- Consigne A -
Pour chacune des affirmations suivantes, indiquez par oui ou par non si elle concorde avec la page sur Alexandre le Grand, en citant à l'identique les mots qui tranchent : (i) l'avancée d'Alexandre prend fin sur l'Indus parce que ses troupes refusent de continuer ; (ii) l'oracle de l'oasis de Shiwa se situe en Perse ; (iii) la nouvelle expédition projetée devait partir d'Égypte en direction de la Méditerranée occidentale.
- Consigne B -
Relevez, dans la page sur Alexandre le Grand, tous les grands capitaines et grands monarques nommés comme ayant été inspirés par les mythes d'Alexandre.
- Consigne C -
D'après la page sur Alexandre le Grand, en quelle année sa mort survient-elle ?

- Page -

◆ ◆ ◆

L’aventure d’Alexandre le grand, Άλέξανδρος ό Μέγας le divin macédonien, s’arrête sur l’Indus quand ses troupes refusent d’aller plus loin. Il est furieux. Il se rend compte, seulement alors, de l’épuisement de ses soldats. Le terrible combat mené contre les armées du roi Pôros, avec ses éléphants, les a profondément marqués : ce fut un carnage, une boucherie inutile. En vérité, Alexandre l’a compris mais il a cru qu’il pouvait leur demander encore plus, leur insuffler sa volonté. Mais non, c’est fini… Jusque là, il n’avait en tête que son rêve : aller jusqu’au bout de la planète et en faire la conquête.
Le monde connu de l’époque, pour les Grecs, finissait sur les rives du Gange. « Le fils d’Amon », comme l’avait appelé l’oracle de l’oasis de Shiwa, en plein cœur du désert égyptien, avait finit par se croire réellement d’origine sacrée. Il tombe de haut. La royauté universelle à laquelle il aspire n’existera jamais…Il devra se contenter de ce qu’il a conquis. Ce que l’on nommera : « l’empire mondial ».
C’est déjà pas mal me direz-vous ? Pour n’importe qui d’autre que l’élève d’Aristote, oui ! Mais pas pour lui…
Le retour vers la capitale, Babylone, se fera donc après la descente de l’Indus jusqu’à son embouchure, puis par la traversée des déserts qui séparent l’Inde de la Perse. Le roi ne sait pas encore que ce sera la plus terrible épreuve de sa jeune carrière. Nulle armée au monde n’a jamais autant souffert que celle du jeune commandant aux yeux vairons pendant cette odyssée, sauf peut-être la « Grande Armée » pendant la retraite de Russie. Mais Alexandre n’aurait jamais abandonné ses soldats ! C’est d’ailleurs grâce et uniquement grâce à sa volonté indomptable que cette armée de 100.000 hommes survivra et s’en sortira. Ils reverront Babylone, cette ville incroyable, multiforme, cosmopolite, devenue capitale de l’Empire.
Celui qui se croit maintenant le « protégé de la providence » décide d’une nouvelle expédition mais, cette fois, il veut attaquer vers la Méditerranée occidentale, depuis l’Égypte, ses plans sont prêts. Une immense cohorte de soldats se prépare… Cette fois, ils sont plus de cent mille, à majorité des « asiatiques ». Alexandre a 33 ans…Il se goinfre, va se baigner dans l’eau du fleuve, glaciale en cet hiver rude, il attrape la fièvre et meurt dans la foulée. Le grand rêve de l’union de tous les peuples de la Terre sous la houlette du Macédonien s’écroule. Nous sommes en 323 avant J-C.
D’innombrables légendes parcourront les siècles, racontant « la Geste d’Alexandre » devenu Iskander en pays musulman, même l’Ancien Testament lui consacrera une ligne ! Ces mythes inspireront de grands capitaines : César, Trajan, de grands monarques : Charles-Quint, Philippe II d’Espagne, le sultan Soliman le Magnifique…Et même les victoriens !

◆ ◆ ◆

- Données enregistrées -
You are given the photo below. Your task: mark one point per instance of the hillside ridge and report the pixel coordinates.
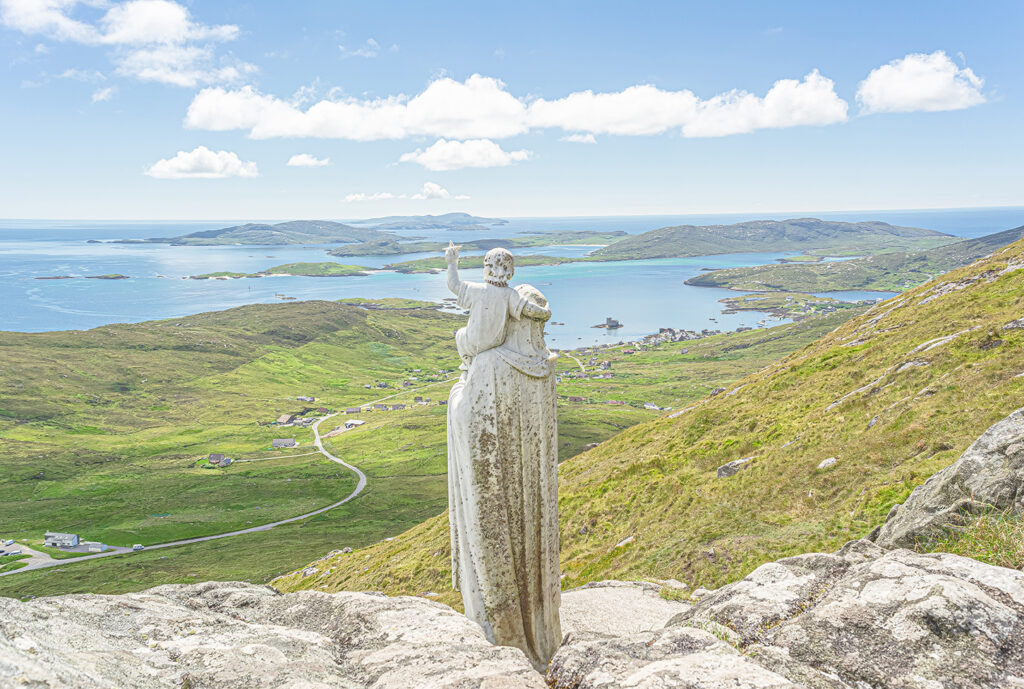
(833, 436)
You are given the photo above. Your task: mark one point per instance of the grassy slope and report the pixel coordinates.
(100, 430)
(805, 234)
(663, 375)
(656, 481)
(894, 272)
(401, 451)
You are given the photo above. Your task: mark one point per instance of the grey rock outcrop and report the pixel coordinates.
(227, 636)
(732, 468)
(989, 475)
(683, 657)
(861, 617)
(615, 608)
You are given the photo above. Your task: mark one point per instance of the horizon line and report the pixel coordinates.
(794, 214)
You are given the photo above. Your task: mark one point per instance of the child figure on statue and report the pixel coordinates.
(489, 304)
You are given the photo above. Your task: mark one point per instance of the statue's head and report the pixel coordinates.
(498, 267)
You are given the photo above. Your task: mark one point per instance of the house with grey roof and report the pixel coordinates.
(58, 540)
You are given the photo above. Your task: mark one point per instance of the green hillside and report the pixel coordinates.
(888, 272)
(101, 430)
(111, 450)
(803, 234)
(437, 263)
(386, 247)
(893, 394)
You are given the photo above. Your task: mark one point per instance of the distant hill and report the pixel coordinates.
(891, 272)
(445, 221)
(393, 246)
(804, 234)
(830, 437)
(294, 231)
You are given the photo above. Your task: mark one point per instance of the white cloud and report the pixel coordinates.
(920, 82)
(648, 110)
(307, 161)
(788, 103)
(178, 65)
(368, 49)
(202, 163)
(445, 155)
(83, 75)
(379, 196)
(480, 108)
(151, 40)
(430, 190)
(579, 138)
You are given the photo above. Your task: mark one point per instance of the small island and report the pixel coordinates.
(436, 264)
(113, 275)
(324, 269)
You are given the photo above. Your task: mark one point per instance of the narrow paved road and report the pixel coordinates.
(36, 563)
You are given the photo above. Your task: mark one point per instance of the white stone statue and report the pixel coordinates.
(503, 462)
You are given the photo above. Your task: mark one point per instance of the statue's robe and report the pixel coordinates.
(503, 494)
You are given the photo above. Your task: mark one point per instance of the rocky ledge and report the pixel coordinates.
(863, 617)
(859, 618)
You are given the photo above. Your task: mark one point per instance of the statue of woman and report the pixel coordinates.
(503, 463)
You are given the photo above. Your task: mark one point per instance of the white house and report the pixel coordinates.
(57, 540)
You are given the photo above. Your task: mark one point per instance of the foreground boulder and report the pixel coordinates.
(859, 618)
(989, 475)
(228, 636)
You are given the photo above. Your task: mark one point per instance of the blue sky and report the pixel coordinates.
(152, 109)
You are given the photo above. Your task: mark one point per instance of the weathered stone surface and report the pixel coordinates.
(227, 636)
(616, 608)
(988, 475)
(774, 592)
(683, 657)
(866, 617)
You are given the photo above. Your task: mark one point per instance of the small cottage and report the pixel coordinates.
(58, 540)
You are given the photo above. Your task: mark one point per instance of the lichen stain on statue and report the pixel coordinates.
(503, 462)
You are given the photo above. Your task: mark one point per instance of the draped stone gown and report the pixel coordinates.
(503, 496)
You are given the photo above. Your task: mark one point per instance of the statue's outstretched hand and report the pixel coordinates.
(452, 253)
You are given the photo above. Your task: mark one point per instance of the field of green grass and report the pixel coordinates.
(121, 466)
(847, 395)
(100, 431)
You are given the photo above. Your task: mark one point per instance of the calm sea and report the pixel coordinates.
(643, 295)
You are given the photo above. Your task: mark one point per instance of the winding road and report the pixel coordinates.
(41, 560)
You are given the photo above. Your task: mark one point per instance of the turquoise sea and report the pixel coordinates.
(643, 295)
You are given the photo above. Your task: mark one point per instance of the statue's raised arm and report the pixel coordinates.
(452, 258)
(503, 461)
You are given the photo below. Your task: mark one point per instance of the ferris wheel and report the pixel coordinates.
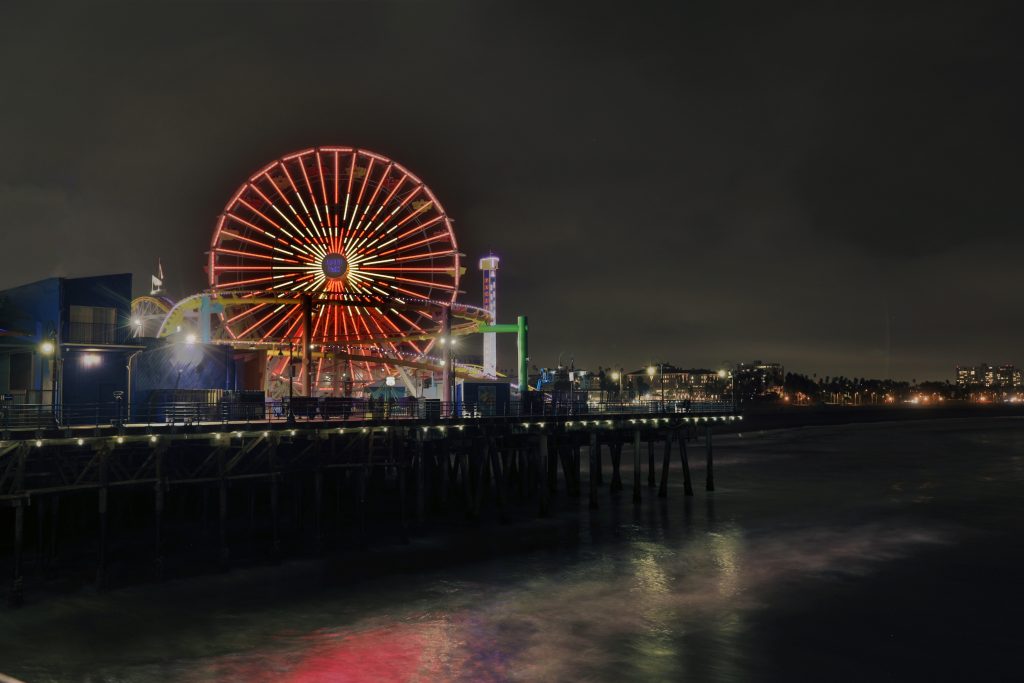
(360, 235)
(147, 313)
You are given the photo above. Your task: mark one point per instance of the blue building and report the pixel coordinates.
(68, 338)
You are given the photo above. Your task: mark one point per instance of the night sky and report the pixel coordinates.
(695, 182)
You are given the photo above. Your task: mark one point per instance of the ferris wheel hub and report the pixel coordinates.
(334, 265)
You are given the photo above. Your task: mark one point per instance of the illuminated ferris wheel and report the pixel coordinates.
(359, 233)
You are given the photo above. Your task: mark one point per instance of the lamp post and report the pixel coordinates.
(49, 349)
(732, 385)
(291, 414)
(660, 372)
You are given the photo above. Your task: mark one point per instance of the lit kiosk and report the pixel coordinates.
(488, 265)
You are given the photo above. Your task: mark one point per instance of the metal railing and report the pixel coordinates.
(304, 410)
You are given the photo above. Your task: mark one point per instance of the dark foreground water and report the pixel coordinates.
(870, 552)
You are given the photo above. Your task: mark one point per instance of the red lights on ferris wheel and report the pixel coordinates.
(345, 226)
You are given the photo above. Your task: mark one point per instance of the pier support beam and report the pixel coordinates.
(17, 588)
(545, 484)
(710, 482)
(222, 508)
(595, 465)
(685, 460)
(663, 491)
(636, 467)
(616, 460)
(103, 457)
(650, 461)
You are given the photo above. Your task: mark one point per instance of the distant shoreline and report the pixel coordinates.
(780, 417)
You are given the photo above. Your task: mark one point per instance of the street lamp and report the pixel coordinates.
(48, 348)
(732, 385)
(291, 414)
(650, 373)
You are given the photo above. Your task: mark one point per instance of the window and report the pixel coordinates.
(92, 325)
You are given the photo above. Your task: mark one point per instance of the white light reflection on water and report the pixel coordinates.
(672, 597)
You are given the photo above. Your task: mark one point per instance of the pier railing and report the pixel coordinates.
(120, 414)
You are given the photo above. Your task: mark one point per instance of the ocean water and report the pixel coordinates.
(865, 552)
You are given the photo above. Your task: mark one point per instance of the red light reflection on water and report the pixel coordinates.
(421, 651)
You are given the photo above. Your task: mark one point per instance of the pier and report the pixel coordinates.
(96, 503)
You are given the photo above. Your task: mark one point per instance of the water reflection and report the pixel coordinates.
(671, 591)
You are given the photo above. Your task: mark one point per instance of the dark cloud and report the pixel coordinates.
(834, 187)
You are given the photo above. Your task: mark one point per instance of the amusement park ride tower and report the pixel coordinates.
(489, 267)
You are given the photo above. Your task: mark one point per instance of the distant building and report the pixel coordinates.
(985, 376)
(759, 380)
(678, 383)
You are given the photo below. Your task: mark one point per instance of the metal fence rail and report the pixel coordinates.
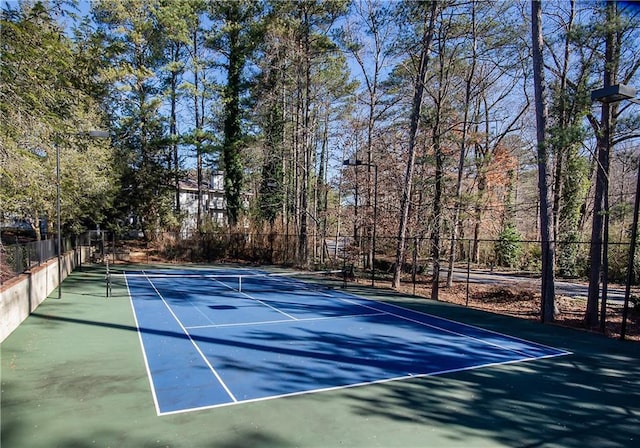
(20, 257)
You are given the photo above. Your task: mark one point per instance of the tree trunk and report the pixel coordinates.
(597, 249)
(544, 169)
(416, 110)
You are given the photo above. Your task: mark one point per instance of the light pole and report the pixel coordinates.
(90, 134)
(614, 94)
(357, 162)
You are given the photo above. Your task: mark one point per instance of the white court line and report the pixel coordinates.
(475, 327)
(256, 299)
(564, 352)
(204, 358)
(366, 383)
(268, 322)
(144, 352)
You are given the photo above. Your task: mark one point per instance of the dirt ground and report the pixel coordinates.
(524, 303)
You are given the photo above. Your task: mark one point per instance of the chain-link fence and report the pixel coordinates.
(336, 251)
(19, 257)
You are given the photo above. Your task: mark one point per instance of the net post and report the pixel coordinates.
(108, 278)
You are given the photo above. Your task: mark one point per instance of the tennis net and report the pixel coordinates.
(241, 282)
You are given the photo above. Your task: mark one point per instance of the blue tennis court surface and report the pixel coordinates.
(210, 341)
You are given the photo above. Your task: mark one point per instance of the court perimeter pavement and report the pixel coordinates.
(72, 375)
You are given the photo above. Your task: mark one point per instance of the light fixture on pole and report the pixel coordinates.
(357, 162)
(614, 94)
(90, 134)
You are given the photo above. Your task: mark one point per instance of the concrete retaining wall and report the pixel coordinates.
(21, 295)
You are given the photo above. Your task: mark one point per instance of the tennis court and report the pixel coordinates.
(220, 337)
(75, 374)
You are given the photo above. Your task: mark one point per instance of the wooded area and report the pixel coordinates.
(431, 101)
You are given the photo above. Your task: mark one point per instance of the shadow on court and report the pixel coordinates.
(73, 375)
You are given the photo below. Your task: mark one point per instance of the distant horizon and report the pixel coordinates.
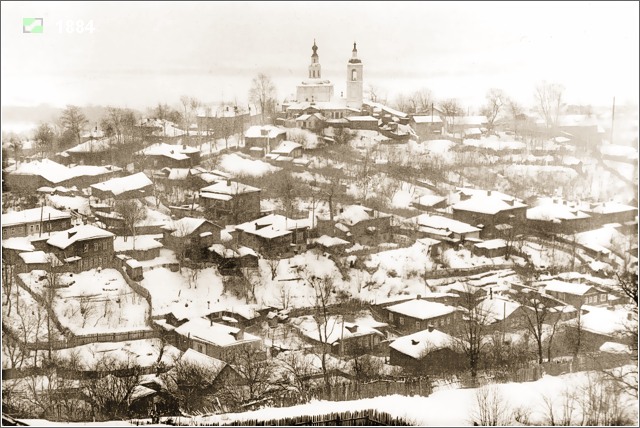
(141, 54)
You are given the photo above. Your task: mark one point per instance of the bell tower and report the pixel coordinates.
(354, 80)
(314, 67)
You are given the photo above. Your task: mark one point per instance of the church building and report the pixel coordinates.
(315, 95)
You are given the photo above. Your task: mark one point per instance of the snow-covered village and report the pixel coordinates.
(251, 214)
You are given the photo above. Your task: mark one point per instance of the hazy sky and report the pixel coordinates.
(146, 52)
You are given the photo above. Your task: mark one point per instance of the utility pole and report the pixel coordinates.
(613, 115)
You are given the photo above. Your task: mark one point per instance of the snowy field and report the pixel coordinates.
(94, 302)
(456, 407)
(193, 292)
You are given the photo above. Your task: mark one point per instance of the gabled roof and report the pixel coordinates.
(214, 333)
(421, 309)
(185, 226)
(567, 287)
(418, 345)
(33, 215)
(229, 187)
(286, 147)
(84, 232)
(117, 186)
(256, 131)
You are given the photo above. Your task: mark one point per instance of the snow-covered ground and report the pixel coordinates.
(96, 301)
(455, 407)
(241, 166)
(189, 291)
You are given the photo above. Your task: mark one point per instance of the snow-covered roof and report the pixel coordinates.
(193, 356)
(354, 214)
(487, 204)
(286, 147)
(567, 287)
(418, 345)
(445, 223)
(471, 120)
(185, 226)
(228, 187)
(330, 241)
(57, 173)
(336, 329)
(548, 210)
(362, 119)
(141, 243)
(119, 185)
(33, 215)
(427, 119)
(615, 348)
(430, 200)
(270, 131)
(497, 309)
(421, 309)
(173, 151)
(612, 207)
(217, 334)
(91, 146)
(492, 244)
(40, 257)
(83, 232)
(18, 244)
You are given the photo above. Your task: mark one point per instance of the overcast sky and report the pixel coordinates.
(149, 52)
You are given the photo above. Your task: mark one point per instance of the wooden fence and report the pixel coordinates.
(348, 418)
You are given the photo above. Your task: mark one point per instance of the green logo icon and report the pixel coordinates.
(32, 25)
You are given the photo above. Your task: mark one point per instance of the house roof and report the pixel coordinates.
(418, 345)
(487, 204)
(421, 309)
(354, 214)
(120, 185)
(497, 309)
(173, 151)
(567, 287)
(91, 146)
(40, 257)
(217, 334)
(446, 224)
(185, 226)
(492, 244)
(427, 119)
(33, 215)
(271, 131)
(286, 147)
(84, 232)
(229, 187)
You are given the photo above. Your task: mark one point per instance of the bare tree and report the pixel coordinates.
(132, 212)
(496, 99)
(111, 393)
(74, 121)
(548, 98)
(263, 93)
(45, 137)
(451, 109)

◆ ◆ ◆

- Résultat final A -
(i) Oui : « s’arrête sur l’Indus quand ses troupes refusent d’aller plus loin ».
(ii) Non : « en plein cœur du désert égyptien ».
(iii) Oui : « il veut attaquer vers la Méditerranée occidentale, depuis l’Égypte ».

- Résultat final B -
César, Trajan, Charles-Quint, Philippe II d’Espagne, le sultan Soliman le Magnifique.

- Résultat final C -
En 323 avant J-C.